[Object position labeling entries]
++++++++
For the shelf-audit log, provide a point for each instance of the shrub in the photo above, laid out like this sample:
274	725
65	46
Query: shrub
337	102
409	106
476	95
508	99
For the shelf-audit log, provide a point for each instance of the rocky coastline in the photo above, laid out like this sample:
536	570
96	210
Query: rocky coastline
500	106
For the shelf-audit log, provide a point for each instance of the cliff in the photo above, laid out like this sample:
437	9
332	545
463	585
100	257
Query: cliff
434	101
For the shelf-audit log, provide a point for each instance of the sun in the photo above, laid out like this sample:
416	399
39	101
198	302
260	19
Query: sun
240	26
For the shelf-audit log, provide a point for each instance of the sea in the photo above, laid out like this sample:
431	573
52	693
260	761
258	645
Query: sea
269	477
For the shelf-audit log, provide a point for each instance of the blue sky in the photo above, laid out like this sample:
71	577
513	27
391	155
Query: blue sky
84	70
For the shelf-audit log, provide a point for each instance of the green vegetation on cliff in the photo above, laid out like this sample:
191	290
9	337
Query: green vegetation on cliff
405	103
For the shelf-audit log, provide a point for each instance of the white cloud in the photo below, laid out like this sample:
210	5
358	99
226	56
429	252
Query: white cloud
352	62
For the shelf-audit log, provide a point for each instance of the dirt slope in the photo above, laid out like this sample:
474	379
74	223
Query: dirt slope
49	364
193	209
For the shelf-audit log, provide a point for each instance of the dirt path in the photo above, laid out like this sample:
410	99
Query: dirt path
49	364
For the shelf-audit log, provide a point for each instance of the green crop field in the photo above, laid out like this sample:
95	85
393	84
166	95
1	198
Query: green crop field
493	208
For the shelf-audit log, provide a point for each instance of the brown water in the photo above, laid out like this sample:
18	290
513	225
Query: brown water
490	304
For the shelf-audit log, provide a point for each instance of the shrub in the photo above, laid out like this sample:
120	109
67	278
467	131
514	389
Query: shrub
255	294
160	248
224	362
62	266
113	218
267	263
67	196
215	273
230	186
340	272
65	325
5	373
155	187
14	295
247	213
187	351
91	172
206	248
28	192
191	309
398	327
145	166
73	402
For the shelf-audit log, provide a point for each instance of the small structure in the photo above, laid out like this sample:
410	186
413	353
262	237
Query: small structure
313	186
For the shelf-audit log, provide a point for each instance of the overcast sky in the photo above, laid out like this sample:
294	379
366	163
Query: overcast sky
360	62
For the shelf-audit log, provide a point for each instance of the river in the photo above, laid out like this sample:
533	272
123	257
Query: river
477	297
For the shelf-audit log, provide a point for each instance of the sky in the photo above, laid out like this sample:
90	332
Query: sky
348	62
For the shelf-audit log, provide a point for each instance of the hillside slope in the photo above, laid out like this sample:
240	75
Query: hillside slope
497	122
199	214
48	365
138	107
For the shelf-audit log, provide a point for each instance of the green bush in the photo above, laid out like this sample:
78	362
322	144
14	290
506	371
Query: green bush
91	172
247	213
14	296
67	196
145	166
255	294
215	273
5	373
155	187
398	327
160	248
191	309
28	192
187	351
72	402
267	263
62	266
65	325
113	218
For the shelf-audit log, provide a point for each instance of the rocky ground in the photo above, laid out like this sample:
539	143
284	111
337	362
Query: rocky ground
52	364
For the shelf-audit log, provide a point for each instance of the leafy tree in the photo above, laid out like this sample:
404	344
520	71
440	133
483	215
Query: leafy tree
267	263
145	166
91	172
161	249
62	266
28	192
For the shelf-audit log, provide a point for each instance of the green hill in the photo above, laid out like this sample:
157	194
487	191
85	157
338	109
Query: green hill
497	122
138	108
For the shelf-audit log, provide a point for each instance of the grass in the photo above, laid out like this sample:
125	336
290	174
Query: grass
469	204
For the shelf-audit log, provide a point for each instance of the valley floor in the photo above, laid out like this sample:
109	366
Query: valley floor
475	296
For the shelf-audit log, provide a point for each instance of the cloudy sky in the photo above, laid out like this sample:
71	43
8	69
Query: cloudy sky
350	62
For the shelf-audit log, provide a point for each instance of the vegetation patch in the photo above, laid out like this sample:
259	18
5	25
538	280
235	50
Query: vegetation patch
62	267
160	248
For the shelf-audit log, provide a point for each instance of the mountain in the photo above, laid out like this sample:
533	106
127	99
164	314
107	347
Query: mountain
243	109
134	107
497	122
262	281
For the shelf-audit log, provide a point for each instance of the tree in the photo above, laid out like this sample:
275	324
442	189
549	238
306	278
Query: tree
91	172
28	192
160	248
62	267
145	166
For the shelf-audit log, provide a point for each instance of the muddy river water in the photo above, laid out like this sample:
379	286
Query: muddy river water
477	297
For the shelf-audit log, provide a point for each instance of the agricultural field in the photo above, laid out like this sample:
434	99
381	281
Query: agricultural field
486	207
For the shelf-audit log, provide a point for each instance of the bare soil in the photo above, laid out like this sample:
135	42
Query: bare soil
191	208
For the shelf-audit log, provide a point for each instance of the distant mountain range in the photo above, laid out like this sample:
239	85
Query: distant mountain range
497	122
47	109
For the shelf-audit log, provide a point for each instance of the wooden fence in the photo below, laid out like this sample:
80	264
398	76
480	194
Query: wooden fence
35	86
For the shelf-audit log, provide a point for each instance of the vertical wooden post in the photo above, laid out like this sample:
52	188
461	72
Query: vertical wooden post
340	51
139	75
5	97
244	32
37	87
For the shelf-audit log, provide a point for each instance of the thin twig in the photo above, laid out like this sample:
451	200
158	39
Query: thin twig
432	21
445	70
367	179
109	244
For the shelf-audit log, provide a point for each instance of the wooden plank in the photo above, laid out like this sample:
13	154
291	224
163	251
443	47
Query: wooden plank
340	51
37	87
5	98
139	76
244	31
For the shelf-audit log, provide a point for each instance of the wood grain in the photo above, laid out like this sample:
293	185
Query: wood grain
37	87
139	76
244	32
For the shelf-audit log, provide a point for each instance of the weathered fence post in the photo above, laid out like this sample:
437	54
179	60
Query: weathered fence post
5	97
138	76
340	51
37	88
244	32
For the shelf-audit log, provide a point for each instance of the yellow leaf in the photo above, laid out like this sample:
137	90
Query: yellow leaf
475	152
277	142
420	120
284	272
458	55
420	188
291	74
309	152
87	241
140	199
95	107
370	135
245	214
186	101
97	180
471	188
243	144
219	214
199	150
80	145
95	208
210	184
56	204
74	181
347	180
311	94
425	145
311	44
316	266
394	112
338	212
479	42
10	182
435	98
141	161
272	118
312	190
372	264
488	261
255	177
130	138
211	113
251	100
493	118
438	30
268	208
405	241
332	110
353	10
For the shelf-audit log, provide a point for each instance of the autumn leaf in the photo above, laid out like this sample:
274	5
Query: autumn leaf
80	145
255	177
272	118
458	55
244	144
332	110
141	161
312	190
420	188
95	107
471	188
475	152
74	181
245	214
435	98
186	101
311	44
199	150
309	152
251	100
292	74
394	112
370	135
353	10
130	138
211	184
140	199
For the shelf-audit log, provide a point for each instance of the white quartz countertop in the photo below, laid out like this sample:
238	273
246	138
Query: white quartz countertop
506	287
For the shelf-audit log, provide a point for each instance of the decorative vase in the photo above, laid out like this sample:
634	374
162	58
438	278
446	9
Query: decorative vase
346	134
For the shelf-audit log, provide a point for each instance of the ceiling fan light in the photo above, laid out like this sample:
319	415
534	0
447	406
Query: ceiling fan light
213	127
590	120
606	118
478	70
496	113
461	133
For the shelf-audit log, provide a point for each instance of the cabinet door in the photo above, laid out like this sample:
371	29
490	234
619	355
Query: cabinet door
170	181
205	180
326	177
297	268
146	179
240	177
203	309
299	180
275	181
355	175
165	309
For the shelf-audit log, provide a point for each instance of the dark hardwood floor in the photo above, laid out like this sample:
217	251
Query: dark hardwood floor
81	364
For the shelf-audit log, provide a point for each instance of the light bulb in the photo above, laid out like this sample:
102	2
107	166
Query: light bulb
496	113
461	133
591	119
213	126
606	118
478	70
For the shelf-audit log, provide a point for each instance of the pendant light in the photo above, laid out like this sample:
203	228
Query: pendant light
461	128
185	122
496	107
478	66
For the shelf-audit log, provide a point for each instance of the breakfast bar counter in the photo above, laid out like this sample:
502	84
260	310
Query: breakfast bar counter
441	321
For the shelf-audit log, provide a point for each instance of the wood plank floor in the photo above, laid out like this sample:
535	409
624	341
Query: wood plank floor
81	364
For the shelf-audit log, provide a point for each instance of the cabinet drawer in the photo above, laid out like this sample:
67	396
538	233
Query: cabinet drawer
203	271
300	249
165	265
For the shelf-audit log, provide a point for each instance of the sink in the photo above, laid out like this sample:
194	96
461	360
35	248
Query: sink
++++++++
* **Exercise goal**
Exactly and only the lines from the line containing "the wood plank" through the last line of the entries should be copied, both ends included.

* **Output for this exercise**
For the shelf-audit log, provide a point for each instance of the wood plank floor in the photo above, laid out like this sample:
535	409
624	341
Query: wood plank floor
81	364
For the shelf-audit log, provide a point for each instance of the cabinet drawer in the photo above, laid out like this sample:
67	396
538	233
Query: cabinet drawer
203	271
300	249
165	265
For the shelf-audit log, provide a point for each instance of the sink in the photo above, laid out like this sample:
194	96
461	360
35	248
Query: sink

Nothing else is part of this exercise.